• EXTRAIT SOURCE:
((

08. Des brebis, des fileuses

Documentaire de création, de Céline Laurens, 8min01

Au temps des hydrocarbures, polyamides, polyester, polypropyles et autres composés chimiques, combien sont les éleveurs prêts à jeter la laine de leur troupeau qui a tant perdu de sa valeur ? Donner à entendre aujourd’hui les brebis et les fileuses s’impose.

La Fibre Textile est un collectif d’amateurs-professionnels, composé d’éleveurs et d’éleveuses, de fileur.euses, de tisserand.e.s, de teinturier.e.s, de feutrier.e.s… Réuni.e.s autour d’une passion commune pour les fibres naturelles, ils et elles échangent entre eux gestes et savoir-faire – et le partagent le plus largement possible. Ici, perpétuer les savoirs d’une filière textile artisanale de l’élevage à la couture ne se réduit pas à la muséification, mais esquisse les prémices d’une recherche d’autonomie et du plaisir de faire ensemble.

Merci à Isabelle B., Isabelle N., Annick et Dominique.

Plus sur le site la-fibre-textile.com.

09. Agrigento

Musique électroacoustique de Marco Marini (version inédite composée pour Jef Klak, d’après une pièce originale de 22min.), 5min35

Un tissu que l’on touche, que l’on frôle ou que l’on chiffonne, fait des bruits, des bruissements plutôt. Mais celui dont joue Marco Marini est d’un tout autre type : son toucher produit des sons électroniques, avec un mystérieux procédé. Le caressant de la main, appuyant par endroits, usant de gestes prompts ou ralentis, le musicien peint tout un paysage sonore qui se dévoile au fil de ses mouvements – ici, ce sera une ville de Sicile. Cette pièce électroacoustique a été composée en prenant pour point de départ un tableau du peintre Nicolas de Staël, Agrigente (1953) (nom de la ville en question). Marco Marini nous donne à écouter une exploration inédite de la correspondance entre densité sonore et espace pictural. Voir son entretien dans le numéro Bout d’ficelle de Jef Klak.

))

• CONTENU DES DONNÉES:
((

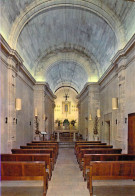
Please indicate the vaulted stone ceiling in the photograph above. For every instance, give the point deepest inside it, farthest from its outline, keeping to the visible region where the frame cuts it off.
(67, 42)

))

• CONSIGNE: Recopiez à l'identique, dans l'extrait source, tout le passage qui va de « Au temps des » jusqu'à « le site la-fibre-textile.com. ».

• CORRIGÉ PROPOSÉ:
Au temps des hydrocarbures, polyamides, polyester, polypropyles et autres composés chimiques, combien sont les éleveurs prêts à jeter la laine de leur troupeau qui a tant perdu de sa valeur ? Donner à entendre aujourd’hui les brebis et les fileuses s’impose.

La Fibre Textile est un collectif d’amateurs-professionnels, composé d’éleveurs et d’éleveuses, de fileur.euses, de tisserand.e.s, de teinturier.e.s, de feutrier.e.s… Réuni.e.s autour d’une passion commune pour les fibres naturelles, ils et elles échangent entre eux gestes et savoir-faire – et le partagent le plus largement possible. Ici, perpétuer les savoirs d’une filière textile artisanale de l’élevage à la couture ne se réduit pas à la muséification, mais esquisse les prémices d’une recherche d’autonomie et du plaisir de faire ensemble.

Merci à Isabelle B., Isabelle N., Annick et Dominique.

Plus sur le site la-fibre-textile.com.